* _Source_

In recent years, a new area in the world of lending has begun to gain extra popularity. This area is known as social or peer to peer lending. Peer to peer lending works on an idea that people who want to borrow money should be placed in touch with people who are willing to lend that money.

In simple terms, it’s like sharing money between people across a vast network, but if you borrow money you will need to obviously pay it back. If you want to borrow money, your peer to peer lender will put you into contact with the people who will lend to you. Because of this, the companies behind these services are often intermediaries between lenders and borrowers. Most of the time, they can offer lower rates of interest than a traditional loan. However whether this is the case for you will depend on a range of factors, including your credit score.

Remember, if you apply for a loan with peer to peer lending, you will need to have your credit checked using a credit reference agency, and you will also need to pass the credit tests imposed by the peer to peer company.

The Positives and Negatives of Peer to Peer Lending

If you’re looking to get your hands on some extra money without having to pay huge amounts of interest, then peer to peer loans can be far cheaper and more agreeable than the solutions conventionally offered by building societies and banks – particularly if you have a good credit rating. Some Peer to Peer websites come with no minimum loan amount, which may be perfect for those who only want access to a small amount of credit, and they represent a fantastic option for people who struggle to get loans from standard building societies or banks. Most lending sites will also allow you to repay the money that you borrow early without having to pay any kind of fee or penalty.

* _Data supplied_
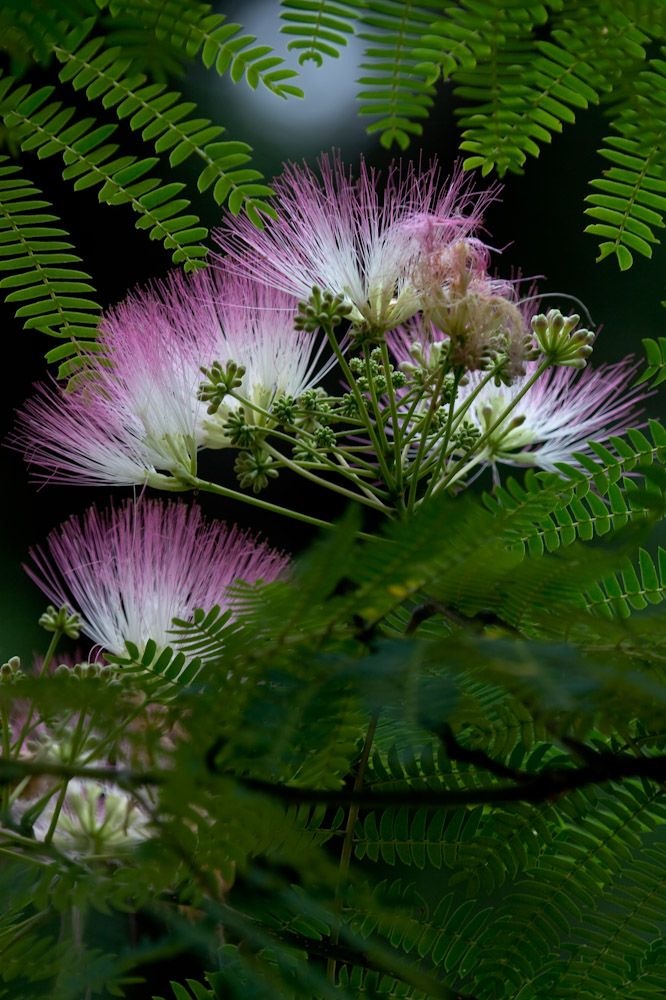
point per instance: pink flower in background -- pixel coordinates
(562, 411)
(340, 235)
(136, 416)
(233, 318)
(129, 571)
(132, 417)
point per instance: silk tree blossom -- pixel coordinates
(234, 319)
(340, 235)
(130, 571)
(96, 820)
(558, 415)
(137, 416)
(132, 417)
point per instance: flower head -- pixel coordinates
(130, 570)
(96, 818)
(558, 415)
(340, 236)
(245, 331)
(137, 414)
(131, 418)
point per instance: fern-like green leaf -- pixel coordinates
(632, 201)
(320, 27)
(37, 267)
(162, 120)
(90, 161)
(655, 353)
(220, 44)
(397, 92)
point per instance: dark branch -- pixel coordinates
(546, 784)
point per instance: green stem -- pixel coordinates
(457, 376)
(6, 749)
(397, 446)
(76, 742)
(348, 842)
(50, 652)
(425, 427)
(208, 487)
(299, 470)
(478, 444)
(361, 403)
(381, 440)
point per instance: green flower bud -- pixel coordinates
(254, 469)
(220, 382)
(240, 433)
(321, 309)
(62, 620)
(556, 340)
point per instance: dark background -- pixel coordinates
(539, 222)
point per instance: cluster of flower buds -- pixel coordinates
(557, 340)
(10, 672)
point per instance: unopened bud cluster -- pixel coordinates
(61, 620)
(557, 340)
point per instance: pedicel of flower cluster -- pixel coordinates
(129, 571)
(557, 340)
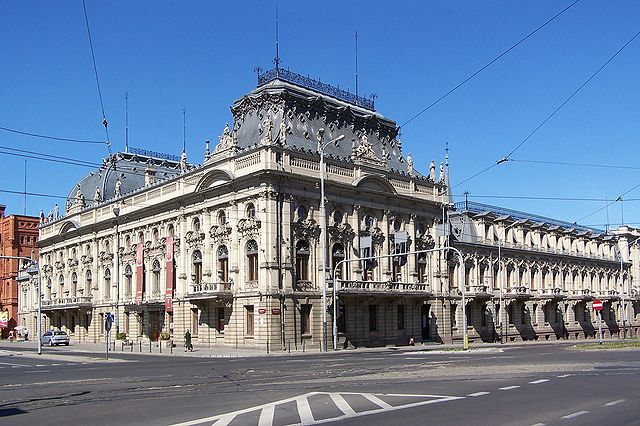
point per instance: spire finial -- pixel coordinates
(184, 129)
(277, 58)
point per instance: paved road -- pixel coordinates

* _To-do list_
**1.** Copy the peer to peer lending text starting with "In simple terms, it’s" and going on through "your credit score.", but use "middlemen" wherever it says "intermediaries".
**2.** In the peer to peer lending text, what do most lending sites allow borrowers to do without paying any fee or penalty?

* _Expected results_
**1.**
In simple terms, it’s like sharing money between people across a vast network, but if you borrow money you will need to obviously pay it back. If you want to borrow money, your peer to peer lender will put you into contact with the people who will lend to you. Because of this, the companies behind these services are often middlemen between lenders and borrowers. Most of the time, they can offer lower rates of interest than a traditional loan. However whether this is the case for you will depend on a range of factors, including your credit score.

**2.** Repay the money they borrow early.